-- Opening Marker --

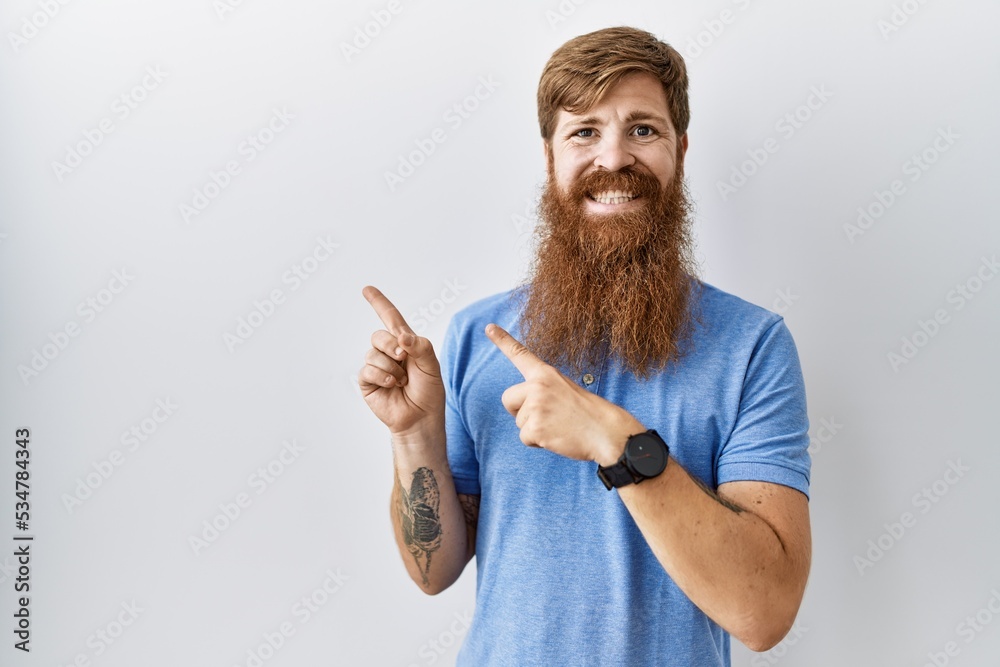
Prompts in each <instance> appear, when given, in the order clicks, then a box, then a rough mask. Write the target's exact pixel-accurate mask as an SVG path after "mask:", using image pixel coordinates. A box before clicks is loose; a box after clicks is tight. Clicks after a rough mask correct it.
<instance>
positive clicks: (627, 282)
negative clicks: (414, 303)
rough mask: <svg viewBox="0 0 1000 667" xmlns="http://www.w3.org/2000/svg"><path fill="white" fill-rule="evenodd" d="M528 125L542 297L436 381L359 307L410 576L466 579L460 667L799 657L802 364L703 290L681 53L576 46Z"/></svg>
mask: <svg viewBox="0 0 1000 667" xmlns="http://www.w3.org/2000/svg"><path fill="white" fill-rule="evenodd" d="M538 106H539V109H538V113H539V124H540V126H541V132H542V139H543V147H544V151H545V157H546V163H547V166H548V181H547V184H546V187H545V190H544V193H543V196H542V199H541V205H540V211H539V212H540V223H539V230H538V237H539V245H538V251H537V256H536V258H535V263H534V265H533V267H532V276H531V278H530V280H529V281H527V282H526V283H525V284H524V285H521V286H519V287H518V288H517V289H514V290H511V291H509V292H506V293H503V294H500V295H495V296H492V297H489V298H486V299H482V300H480V301H477V302H476V303H473V304H472V305H470V306H468V307H466V308H465V309H463V310H461V311H460V312H458V313H457V314H456V315H455V316H454V318H453V319H452V321H451V322H450V324H449V326H448V330H447V333H446V335H445V340H444V343H443V346H442V357H441V363H440V365H439V363H438V360H437V358H436V356H435V354H434V351H433V349H432V346H431V343H430V341H429V340H428V339H426V338H422V337H419V336H415V335H414V334H413V332H412V331H411V330H410V329H409V327H408V326H407V325H406V323H405V321H404V320H403V318H402V317H401V316H400V314H399V311H398V310H397V309H396V308H395V307H393V305H392V304H391V303H390V302H389V301H388V299H386V297H385V296H383V295H382V294H381V292H379V291H378V290H377V289H375V288H374V287H372V286H367V287H365V288H364V290H363V294H364V296H365V297H366V298H367V299H368V300H369V302H370V303H371V304H372V306H373V307H374V309H375V310H376V312H377V313H378V315H379V317H380V318H381V319H382V321H383V323H384V324H385V325H386V327H387V330H380V331H376V332H375V333H374V334H373V335H372V349H371V350H369V352H368V355H367V357H366V365H365V366H364V368H363V369H362V370H361V372H360V374H359V383H360V385H361V388H362V392H363V394H364V396H365V400H366V402H367V403H368V405H369V407H370V408H371V409H372V410H373V411H374V412H375V414H376V415H377V416H378V417H379V418H380V419H381V420H382V421H383V423H385V424H386V425H387V426H388V427H389V429H390V431H391V433H392V441H393V451H394V458H395V468H396V482H395V486H394V489H393V495H392V501H391V516H392V520H393V524H394V530H395V534H396V539H397V542H398V543H399V547H400V552H401V554H402V556H403V560H404V563H405V565H406V567H407V570H408V571H409V573H410V576H411V577H412V578H413V579H414V581H415V582H416V583H417V584H418V585H419V586H420V587H421V588H422V589H423V590H425V591H426V592H428V593H430V594H436V593H438V592H440V591H442V590H444V589H446V588H447V587H448V586H450V585H451V584H452V583H453V582H454V581H455V580H456V579H457V578H458V577H459V575H460V574H461V572H462V570H463V568H464V567H465V565H466V563H467V562H468V561H469V560H470V559H471V558H472V556H473V555H475V556H476V557H477V587H476V596H477V597H476V611H475V615H474V619H473V623H472V626H471V627H470V629H469V633H468V636H467V637H466V640H465V643H464V645H463V646H462V649H461V651H460V653H459V656H458V664H459V665H477V666H478V665H518V666H524V665H602V666H603V665H629V666H637V665H658V666H662V665H685V666H689V665H698V666H701V665H706V666H707V665H713V666H714V665H729V664H730V644H729V637H730V635H733V636H735V637H737V638H738V639H739V640H741V641H742V642H743V643H745V644H746V645H747V646H748V647H750V648H751V649H753V650H757V651H761V650H766V649H768V648H770V647H772V646H774V645H775V644H777V643H778V642H779V641H780V640H781V639H782V637H784V635H785V634H786V633H787V632H788V630H789V628H790V627H791V626H792V623H793V621H794V620H795V616H796V614H797V612H798V608H799V605H800V603H801V600H802V595H803V592H804V590H805V584H806V579H807V576H808V572H809V565H810V559H811V537H810V528H809V511H808V496H807V494H808V489H809V472H810V459H809V455H808V451H807V448H808V435H807V430H808V419H807V415H806V404H805V391H804V385H803V380H802V373H801V370H800V367H799V361H798V356H797V352H796V349H795V345H794V342H793V341H792V338H791V335H790V333H789V332H788V329H787V328H786V326H785V324H784V322H783V320H782V318H781V317H780V316H778V315H775V314H774V313H770V312H768V311H766V310H764V309H762V308H759V307H757V306H753V305H751V304H749V303H747V302H745V301H743V300H741V299H739V298H737V297H735V296H732V295H730V294H726V293H724V292H722V291H721V290H718V289H716V288H714V287H712V286H711V285H708V284H706V283H703V282H700V281H699V280H697V279H696V278H695V277H694V265H693V261H692V259H691V234H690V221H689V217H690V216H689V210H690V206H689V203H688V199H687V196H686V190H685V186H684V183H683V164H684V156H685V153H686V151H687V146H688V138H687V126H688V120H689V115H690V114H689V110H688V100H687V73H686V70H685V66H684V62H683V59H682V58H681V56H680V55H679V54H678V53H677V52H676V51H675V50H674V49H672V48H671V47H669V46H668V45H666V44H664V43H662V42H660V41H659V40H657V39H656V38H655V37H654V36H653V35H651V34H649V33H646V32H643V31H639V30H635V29H631V28H612V29H607V30H600V31H597V32H594V33H590V34H587V35H583V36H581V37H577V38H575V39H572V40H570V41H569V42H567V43H566V44H565V45H563V46H562V47H560V48H559V49H558V50H556V52H555V53H554V54H553V55H552V58H551V59H550V60H549V62H548V64H547V66H546V68H545V70H544V72H543V74H542V77H541V81H540V84H539V90H538ZM508 332H509V333H508ZM519 341H523V342H524V344H522V343H521V342H519Z"/></svg>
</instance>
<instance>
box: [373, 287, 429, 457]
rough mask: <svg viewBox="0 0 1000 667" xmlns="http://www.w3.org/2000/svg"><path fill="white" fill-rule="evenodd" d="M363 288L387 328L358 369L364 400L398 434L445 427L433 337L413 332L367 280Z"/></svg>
mask: <svg viewBox="0 0 1000 667" xmlns="http://www.w3.org/2000/svg"><path fill="white" fill-rule="evenodd" d="M361 293H362V295H364V297H365V298H366V299H367V300H368V302H369V303H370V304H371V305H372V307H373V308H374V309H375V312H376V313H378V316H379V318H380V319H381V320H382V323H383V324H385V326H386V329H388V331H386V330H385V329H380V330H378V331H376V332H375V333H373V334H372V347H371V349H370V350H368V354H367V355H365V366H364V367H363V368H362V369H361V371H360V372H359V373H358V385H359V386H360V387H361V393H362V394H363V395H364V397H365V402H366V403H368V407H369V408H371V410H372V412H374V413H375V416H377V417H378V418H379V419H380V420H382V423H383V424H385V425H386V426H388V427H389V431H390V432H391V433H392V434H393V436H394V437H397V436H399V437H403V438H405V437H407V436H409V435H413V434H416V433H417V432H419V431H421V430H425V431H432V430H438V431H441V430H443V428H444V398H445V393H444V383H443V382H442V381H441V366H440V365H439V364H438V360H437V357H436V356H435V355H434V348H433V346H432V345H431V342H430V341H429V340H428V339H426V338H422V337H420V336H417V335H416V334H414V333H413V330H412V329H410V327H409V325H408V324H407V323H406V320H405V319H403V316H402V315H401V314H400V312H399V310H397V309H396V307H395V306H394V305H392V302H390V301H389V299H387V298H385V296H384V295H383V294H382V292H380V291H379V290H377V289H376V288H374V287H372V286H371V285H367V286H366V287H365V288H364V289H362V290H361Z"/></svg>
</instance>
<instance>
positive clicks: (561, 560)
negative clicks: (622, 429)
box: [440, 283, 810, 667]
mask: <svg viewBox="0 0 1000 667" xmlns="http://www.w3.org/2000/svg"><path fill="white" fill-rule="evenodd" d="M696 294H698V292H696ZM522 295H523V293H522V292H521V291H519V290H511V291H508V292H504V293H501V294H497V295H494V296H491V297H488V298H485V299H482V300H480V301H477V302H475V303H473V304H472V305H470V306H467V307H466V308H464V309H463V310H461V311H459V312H458V313H457V314H456V315H455V316H454V317H453V318H452V320H451V322H450V323H449V325H448V329H447V332H446V334H445V339H444V342H443V344H442V346H441V355H440V357H441V365H442V372H443V378H444V384H445V391H446V397H447V408H446V426H447V447H448V462H449V465H450V467H451V472H452V475H453V477H454V480H455V488H456V490H457V491H458V493H463V494H477V495H481V496H482V497H481V500H480V507H479V527H478V532H477V535H476V563H477V578H476V610H475V614H474V617H473V621H472V625H471V627H470V628H469V632H468V635H467V636H466V638H465V642H464V643H463V645H462V648H461V650H460V651H459V654H458V661H457V665H458V666H459V667H502V666H507V667H531V666H534V665H539V666H544V667H556V666H563V665H566V666H572V667H582V666H585V665H593V666H594V667H609V666H612V665H628V666H629V667H643V666H646V665H648V666H650V667H653V666H656V667H667V666H677V667H702V666H704V667H709V666H712V667H716V666H726V667H728V666H729V665H730V658H729V634H728V633H726V632H725V631H724V630H723V629H722V628H720V627H719V626H718V625H717V624H716V623H714V622H713V621H712V620H711V619H709V618H708V617H707V616H706V615H705V614H704V613H702V611H701V610H700V609H698V608H697V607H696V606H695V605H694V604H693V603H692V602H691V601H690V600H689V599H688V597H687V596H686V595H685V594H684V593H683V592H681V590H680V589H679V588H678V587H677V585H676V584H675V583H674V582H673V580H672V579H671V578H670V577H669V576H668V575H667V573H666V571H665V570H664V569H663V566H662V565H661V564H660V562H659V561H658V560H657V559H656V557H655V556H654V555H653V552H652V551H651V550H650V548H649V545H648V544H647V543H646V540H645V538H644V537H643V536H642V534H641V533H640V531H639V529H638V527H637V526H636V524H635V521H634V520H633V519H632V516H631V514H630V513H629V511H628V508H626V507H625V504H624V503H623V502H622V501H621V498H620V497H619V496H618V493H617V492H615V491H610V492H609V491H608V490H607V489H606V488H605V487H604V485H603V484H602V483H601V481H600V479H598V477H597V472H596V471H597V464H596V463H594V462H592V461H578V460H574V459H569V458H566V457H563V456H560V455H558V454H554V453H552V452H549V451H547V450H544V449H539V448H534V447H527V446H525V445H524V444H523V443H522V442H521V440H520V435H519V431H518V428H517V425H516V424H515V423H514V418H513V417H512V416H511V415H510V413H508V412H507V411H506V409H505V408H504V407H503V404H502V402H501V400H500V397H501V394H503V392H504V391H505V390H506V389H507V388H508V387H510V386H511V385H514V384H518V383H520V382H523V381H524V378H523V377H522V376H521V374H520V373H519V372H518V370H517V369H516V368H515V367H514V365H513V364H512V363H511V362H510V361H509V360H508V359H507V358H506V357H505V356H504V355H503V353H502V352H500V350H499V349H497V347H496V346H495V345H494V344H493V343H492V342H491V341H490V339H489V338H487V336H486V333H485V331H484V329H485V327H486V325H487V324H488V323H490V322H494V323H496V324H498V325H500V326H501V327H503V328H504V329H505V330H507V331H508V332H509V333H510V334H511V335H512V336H514V337H515V338H516V339H518V340H523V339H522V338H521V335H520V333H521V330H520V323H519V319H520V318H519V306H520V305H521V302H520V301H519V299H520V298H521V296H522ZM512 298H513V300H511V299H512ZM694 305H695V308H696V309H698V310H700V318H701V324H700V325H696V329H695V332H694V335H693V339H692V343H693V348H691V349H690V350H689V352H688V353H687V355H686V356H685V357H683V358H682V360H681V363H680V364H678V365H677V366H676V367H674V366H672V365H671V366H668V367H667V369H666V370H664V371H661V372H660V373H658V374H656V375H654V376H652V377H650V378H649V379H647V380H645V381H641V380H639V379H638V378H637V377H636V376H635V375H634V374H633V373H632V372H631V371H629V370H627V369H625V368H623V367H622V366H621V365H620V364H619V363H618V359H617V358H616V357H614V356H613V355H612V356H606V357H605V358H604V360H603V362H602V363H601V364H600V365H598V366H594V367H593V368H589V369H586V370H584V371H583V372H582V373H580V374H579V377H576V378H574V379H575V380H576V381H577V382H578V383H579V385H580V386H581V387H583V388H585V389H587V390H588V391H592V392H594V393H596V394H597V395H599V396H601V397H603V398H605V399H607V400H608V401H610V402H612V403H614V404H616V405H619V406H621V407H622V408H624V409H625V410H627V411H628V412H629V413H631V414H632V415H633V416H635V417H636V418H637V419H638V420H639V421H640V422H642V424H643V425H644V426H645V427H646V428H653V429H656V431H657V432H658V433H659V434H660V435H661V436H662V437H663V439H664V440H665V441H666V442H667V444H668V445H669V446H670V454H671V456H672V457H674V458H675V459H676V460H677V461H678V462H680V464H681V465H682V466H683V467H684V468H685V469H686V470H687V471H688V472H689V473H691V474H692V475H693V476H695V477H697V478H698V479H700V480H701V481H702V482H704V483H705V484H706V485H707V486H708V487H710V488H712V489H715V488H717V487H718V486H719V485H720V484H722V483H724V482H731V481H737V480H758V481H765V482H775V483H778V484H783V485H785V486H789V487H792V488H794V489H798V490H799V491H801V492H802V493H804V494H806V495H807V496H808V492H809V470H810V458H809V453H808V446H809V436H808V434H807V431H808V429H809V422H808V417H807V414H806V400H805V386H804V383H803V380H802V371H801V368H800V366H799V359H798V353H797V351H796V349H795V343H794V342H793V340H792V337H791V334H790V333H789V331H788V328H787V327H786V326H785V323H784V320H783V319H782V318H781V317H780V316H779V315H776V314H774V313H771V312H769V311H767V310H765V309H763V308H760V307H758V306H755V305H753V304H750V303H748V302H746V301H744V300H742V299H740V298H738V297H736V296H733V295H731V294H728V293H726V292H723V291H722V290H719V289H717V288H715V287H712V286H711V285H708V284H705V283H702V288H701V290H700V294H698V297H697V299H696V300H695V301H694ZM559 370H561V371H562V372H563V373H564V374H567V375H568V369H567V368H565V367H560V368H559ZM591 376H592V377H591Z"/></svg>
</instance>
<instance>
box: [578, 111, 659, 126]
mask: <svg viewBox="0 0 1000 667" xmlns="http://www.w3.org/2000/svg"><path fill="white" fill-rule="evenodd" d="M639 120H654V121H658V122H660V123H661V124H662V125H664V126H669V124H668V123H667V119H666V118H664V117H663V116H661V115H659V114H655V113H651V112H649V111H639V110H635V111H630V112H629V114H628V115H627V116H626V117H625V122H626V123H634V122H636V121H639ZM600 124H601V119H600V118H598V117H597V116H587V117H586V118H580V119H577V120H570V121H569V122H568V123H566V124H565V125H564V127H568V126H572V125H600Z"/></svg>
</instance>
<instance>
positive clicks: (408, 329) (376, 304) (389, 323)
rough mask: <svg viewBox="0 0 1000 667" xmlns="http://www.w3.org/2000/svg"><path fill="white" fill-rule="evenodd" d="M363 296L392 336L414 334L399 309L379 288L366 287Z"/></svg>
mask: <svg viewBox="0 0 1000 667" xmlns="http://www.w3.org/2000/svg"><path fill="white" fill-rule="evenodd" d="M361 294H362V296H364V297H365V299H367V300H368V303H370V304H371V305H372V308H374V309H375V313H376V314H377V315H378V317H379V319H380V320H382V324H384V325H385V328H386V329H388V330H389V332H390V333H391V334H392V335H394V336H398V335H399V334H401V333H413V329H411V328H410V325H408V324H407V323H406V320H405V319H403V315H402V313H400V312H399V309H398V308H396V306H394V305H392V302H391V301H389V299H387V298H386V297H385V295H384V294H382V292H380V291H379V290H378V288H377V287H374V286H372V285H365V287H364V288H363V289H362V290H361Z"/></svg>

-- Closing Marker --

*EXERCISE*
Which lines of the data contain the word "negative"? Copy each one.

*RESPONSE AREA*
negative clicks: (414, 303)
negative clicks: (622, 429)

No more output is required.